**Exercise aim**: Reproduce the following records line for line, without the pictures.
>> Begin
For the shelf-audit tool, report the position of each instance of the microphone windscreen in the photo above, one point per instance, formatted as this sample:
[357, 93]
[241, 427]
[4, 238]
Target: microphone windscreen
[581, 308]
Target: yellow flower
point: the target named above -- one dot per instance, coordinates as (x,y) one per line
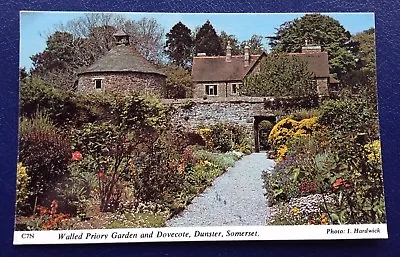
(281,153)
(324,219)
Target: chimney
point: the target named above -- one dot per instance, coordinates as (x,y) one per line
(246,55)
(121,38)
(229,52)
(311,48)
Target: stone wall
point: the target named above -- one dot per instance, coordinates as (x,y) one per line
(123,82)
(322,87)
(191,113)
(224,89)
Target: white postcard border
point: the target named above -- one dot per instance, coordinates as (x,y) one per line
(225,233)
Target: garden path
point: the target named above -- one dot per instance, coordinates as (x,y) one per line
(235,199)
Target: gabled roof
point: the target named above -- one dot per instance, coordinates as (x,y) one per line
(122,58)
(216,68)
(317,62)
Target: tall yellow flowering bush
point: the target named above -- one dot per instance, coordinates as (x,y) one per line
(288,128)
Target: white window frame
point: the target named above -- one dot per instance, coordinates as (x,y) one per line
(237,85)
(207,89)
(95,83)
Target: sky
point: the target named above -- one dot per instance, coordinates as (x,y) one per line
(36,26)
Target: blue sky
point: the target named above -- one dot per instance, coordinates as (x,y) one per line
(36,26)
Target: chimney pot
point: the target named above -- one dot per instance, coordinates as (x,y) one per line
(246,55)
(228,52)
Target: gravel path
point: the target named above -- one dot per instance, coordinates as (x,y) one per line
(235,199)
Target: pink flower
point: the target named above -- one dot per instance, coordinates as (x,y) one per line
(76,156)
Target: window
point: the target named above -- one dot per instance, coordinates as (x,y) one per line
(235,88)
(211,90)
(98,84)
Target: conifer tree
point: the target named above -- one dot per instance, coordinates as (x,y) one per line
(179,45)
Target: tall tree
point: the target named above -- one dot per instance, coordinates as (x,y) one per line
(280,76)
(234,42)
(255,44)
(147,37)
(179,45)
(207,41)
(322,30)
(57,63)
(367,50)
(179,82)
(363,79)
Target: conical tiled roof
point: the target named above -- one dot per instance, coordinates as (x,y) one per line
(122,59)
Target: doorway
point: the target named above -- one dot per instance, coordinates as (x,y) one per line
(260,143)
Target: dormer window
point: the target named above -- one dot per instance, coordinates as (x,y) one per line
(98,83)
(211,90)
(235,88)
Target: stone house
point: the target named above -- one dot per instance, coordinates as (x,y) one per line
(121,70)
(222,76)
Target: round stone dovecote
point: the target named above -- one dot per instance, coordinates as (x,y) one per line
(122,70)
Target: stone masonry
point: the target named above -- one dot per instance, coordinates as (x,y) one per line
(123,82)
(191,113)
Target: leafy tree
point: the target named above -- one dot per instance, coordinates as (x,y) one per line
(255,44)
(179,45)
(179,82)
(207,41)
(363,79)
(147,37)
(234,42)
(322,30)
(366,52)
(80,42)
(280,76)
(57,62)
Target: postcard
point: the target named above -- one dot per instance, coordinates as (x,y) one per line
(162,127)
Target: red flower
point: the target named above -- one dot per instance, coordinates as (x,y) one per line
(340,182)
(76,156)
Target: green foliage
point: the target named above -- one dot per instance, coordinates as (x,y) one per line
(225,137)
(287,128)
(321,30)
(301,114)
(45,152)
(348,116)
(179,83)
(255,44)
(367,50)
(265,128)
(179,45)
(341,160)
(65,109)
(23,192)
(280,76)
(295,175)
(207,41)
(76,190)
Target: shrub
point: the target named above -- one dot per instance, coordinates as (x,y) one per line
(45,152)
(76,190)
(265,128)
(350,116)
(23,192)
(287,129)
(48,218)
(225,137)
(302,114)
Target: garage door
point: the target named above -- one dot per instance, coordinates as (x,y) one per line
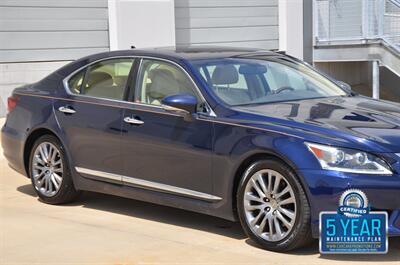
>> End
**Reply**:
For the shelf-audit tool, report the position of each instance of the microphone windscreen in the photo above, one point per instance, formatted as this sample:
[357, 93]
[241, 427]
[4, 238]
Target: microphone windscreen
[581, 308]
Target: yellow flower
point: the target named above -- one dot per instance, coordinates as (x,y) one per line
(281,153)
(324,219)
Target: chimney
point: the target named above -- one dot per instance, coordinates as (x,y) one per line
(246,55)
(121,38)
(229,52)
(311,48)
Target: stone wall
point: the target named above -- one dot per instance, coordinates as (x,y) one per line
(123,82)
(322,87)
(191,113)
(224,89)
Target: white postcard border
point: the target named above -- one dot per instance, coordinates as (x,y) one per line
(225,233)
Target: garden path
point: the target named above -- one dot per instance, coordinates as (x,y) one per line
(235,199)
Target: gabled roof
point: the target named above -- one dot per instance, coordinates as (x,y) one per line
(122,58)
(216,68)
(317,62)
Target: tall yellow flowering bush
point: the target named above -- one dot per instance, coordinates as (x,y) one per line
(288,128)
Target: white window frame
point: the target named above -- one dot per instance, coordinates as (x,y) one per line
(237,85)
(207,89)
(95,83)
Target: sky
point: the target named above -- one dot per instance, coordinates as (x,y) one per line
(36,26)
Target: blue sky
point: the target named above -- one dot per instance, coordinates as (x,y) one per line
(36,26)
Target: chimney pot
point: the target named above -- one dot per instance, coordinates as (x,y) one per line
(246,55)
(228,52)
Target: gravel path
point: the target named above -- one dot per instance, coordinates as (x,y) one per line
(235,199)
Target: pink flower
point: the target named above -- one dot per instance, coordinates as (x,y) one per line
(76,156)
Target: window
point: the target named above -- one dot per instance, coordinates as (x,y) one per line
(235,88)
(211,90)
(98,84)
Target: conifer tree
point: the target named above -- one dot per instance, coordinates as (x,y) one per line
(179,45)
Target: tall tree
point: the target named above -- one dot per instance, coordinates as (x,y) one per line
(280,76)
(234,42)
(255,44)
(147,37)
(179,45)
(207,41)
(322,30)
(57,63)
(367,50)
(179,82)
(363,79)
Target: conical tiled roof
point: the target named above -- one dot per instance, coordinates as (x,y) one per line
(122,59)
Target: doorway
point: the target named above -- one dot per instance, coordinates as (x,y) one per line
(260,143)
Target: dormer window
point: the target named above -- one dot per instance, coordinates as (x,y) one per line
(98,83)
(211,90)
(235,88)
Target: stone house
point: the target named above -- one dot per instance, coordinates as (x,y) one per line
(121,70)
(222,76)
Target: round stone dovecote
point: the target named above -- one dot per instance, coordinates as (x,y) one per line
(122,70)
Target: stone masonry
point: the target named above -- one dot per instance, coordinates as (x,y) one per line
(123,82)
(191,113)
Target: leafy tree
point: the target named above -- one dot per instance, coordinates as (x,y) one per line
(255,44)
(179,45)
(179,82)
(207,41)
(363,79)
(147,37)
(234,42)
(322,30)
(366,52)
(80,42)
(280,76)
(57,62)
Target: postcard
point: the target named above -- one dot per instance, coordinates as (x,y) one per line
(162,127)
Target: red flower
point: the target named above -- one dot per instance, coordinates as (x,y) one per line
(340,182)
(76,156)
Target: green foliage
point: the target named above -- one dot per instance, coordinates as (x,y) one per line
(225,137)
(287,128)
(321,30)
(301,114)
(45,152)
(348,116)
(179,83)
(255,44)
(367,50)
(265,128)
(179,45)
(341,160)
(65,109)
(23,192)
(280,76)
(295,175)
(207,41)
(76,190)
Target: shrub
point: the target named above -- one dot per instance, coordinates as (x,y) one per line
(45,152)
(76,190)
(265,128)
(350,116)
(23,192)
(287,129)
(48,218)
(225,137)
(302,114)
Target: garage door
point: the target named above -- one dot per instance, coordinates as (x,y) one per line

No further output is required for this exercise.